**Activity list**
A. In the article on rhino poaching, why do the South African soldiers not operate at night? Answer in one to three sentences.
B. Go on with the article on rhino poaching after its last sentence.

Poachers, after making their rhino kills, are leaving written messages for government troops, letting them know the battle is on. “They've become very aggressive,” said Ken Maggs, in charge of the environmental crime investigation unit for the South African government, the Associated Press
reports. “They leave notes for us written in the sand, warnings. That indicates it is an escalating issue ... They are coming in prepared to fight.”
In April, the South African government deployed more than 140 troops to help fight the ongoing killing of rhinos whose horns are hacked off after being shot. The horns are then smuggled to China and Vietnam, markets which pay huge prices for the horns. The horns are ground up and sold by traditional medicinal practitioners as alleged cures for ills ranging from arthritis to cancer to fevers.
With a current price of $44,000 per pound, the horns have also begun disappearing from European museums featuring rhino exhibits.
Kruger National Park is one of the wildlife parks heaviest hit by the poachers, around two-thirds of them arriving in the area on foot, crossing the border from Mozambique. During the first half of 2011, South Africa saw 193 rhinos being killed, with 126 of the deaths occurring in Kruger.
Last year, rhino deaths in South Africa set a record, with 333 being killed. “Poaching is being undertaken almost without exception by sophisticated criminals, sometimes hunting from helicopters and using automatic weapons,” said Joseph Okori, African rhino program coordinator for the World Wildlife Fund
(WWF), according to AFP
“South Africa is fighting a war against organized crime that risks reversing the outstanding conservation gains it made over the past century,” Okori added.
Although an increased troop presence was designed to help deter the rhino killings, poachers have responded by traveling in larger groups, with gangs of up to seven working under cover of darkness.
“They come across around sunset, aim to shoot the rhino before dark and then spend the night in the bush before heading home with the horn,” said Lt. Col. Bongie Vilakazi, AP reports. The South African soldiers do not operate at night, for fear of night-time predators, including lions.
The troops, concentrated in 16 temporary bases along the Sabi River valley, are situated in an area where the vast majority of rhino killings have taken place. The soldiers, armed with high-caliber rifles for self-defense, have helped relieve the pressure on park rangers faced with an overwhelming task of covering a vast area.
“Before, we were four rangers trying to cover 87 square kilometers (35 square miles), which is nearly impossible,” Cpl. Reckson Mashaba stated, according to AP.

**Excerpted data**
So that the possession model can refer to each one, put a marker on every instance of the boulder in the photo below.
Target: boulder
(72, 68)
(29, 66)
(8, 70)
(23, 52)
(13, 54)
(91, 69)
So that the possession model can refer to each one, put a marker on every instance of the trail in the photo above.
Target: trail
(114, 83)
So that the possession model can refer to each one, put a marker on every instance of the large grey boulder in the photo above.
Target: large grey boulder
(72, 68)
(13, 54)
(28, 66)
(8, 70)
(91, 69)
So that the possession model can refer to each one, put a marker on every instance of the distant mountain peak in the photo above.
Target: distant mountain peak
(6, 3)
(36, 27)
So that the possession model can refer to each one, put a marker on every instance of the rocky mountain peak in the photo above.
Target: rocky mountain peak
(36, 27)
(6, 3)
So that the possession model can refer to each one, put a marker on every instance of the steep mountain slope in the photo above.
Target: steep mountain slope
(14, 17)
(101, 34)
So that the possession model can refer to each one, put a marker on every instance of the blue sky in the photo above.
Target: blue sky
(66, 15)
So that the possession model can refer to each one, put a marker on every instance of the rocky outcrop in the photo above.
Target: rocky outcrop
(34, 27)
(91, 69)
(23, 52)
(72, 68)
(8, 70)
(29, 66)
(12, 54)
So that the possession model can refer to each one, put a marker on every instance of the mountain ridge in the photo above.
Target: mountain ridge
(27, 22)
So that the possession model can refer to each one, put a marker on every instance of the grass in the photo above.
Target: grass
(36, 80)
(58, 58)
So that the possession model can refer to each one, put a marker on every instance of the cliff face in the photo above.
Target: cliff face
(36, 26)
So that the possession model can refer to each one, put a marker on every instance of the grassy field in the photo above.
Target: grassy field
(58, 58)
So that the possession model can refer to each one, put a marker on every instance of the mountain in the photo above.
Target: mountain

**Answers to the problems**
A. The soldiers do not operate at night because they fear night-time predators, including lions.

B.
notes 130 rhino were killed in the first four months of the year, with 72 suspects arrested. Thirteen suspects were killed and four wounded.
A case against one of the ringleaders is set to resume in September 2011. The horn syndicate case also involves at least 10 other suspects, including two veterinarians. Among the many charges are assault, corruption, fraud and contravention of the National Environmental Biodiversity Act.
Another dilemma for the rhinos are the very groups professing conservation efforts for the animals. High prices for the rhino horns have led farmers and ranchers to teaming up with the poachers. “If farmers were making a profit out of rhinos they would have the will to guard them against poachers,” said John Hume, a rancher with the largest private herd of rhino in the world, AP reports. “Instead, they are siding with the poachers because a rhino is worth more dead than alive.”
Rhino ranchers, or farmers, will make their deal with a poacher or illegal middleman, and “shhot the rhino, bury the body, take the horn. It pays him to kill it,” Hume added.
The South African government is receiving its share of criticism, as well. Previously criticized for exporting young rhinos to China, the government halted those exports last year over suspicions the Chinese were farming the rhinos for their horns. a suspicion denied by China.
Africa also has a stockpile of more than 55,000 pounds of rhino horn, either under government or private ownership. Ninety percent of that amount is held in Namibia, South Africa and Zimbabwe. The question being asked by many countries is why the government will not sell part of the stockpile to help finance conservation efforts.
According to the WWF
, there are approximately 3,725 black rhinos in East, Central, West and South Africa. The animals range from tropical and subtropical grasslands to savannas and deserts.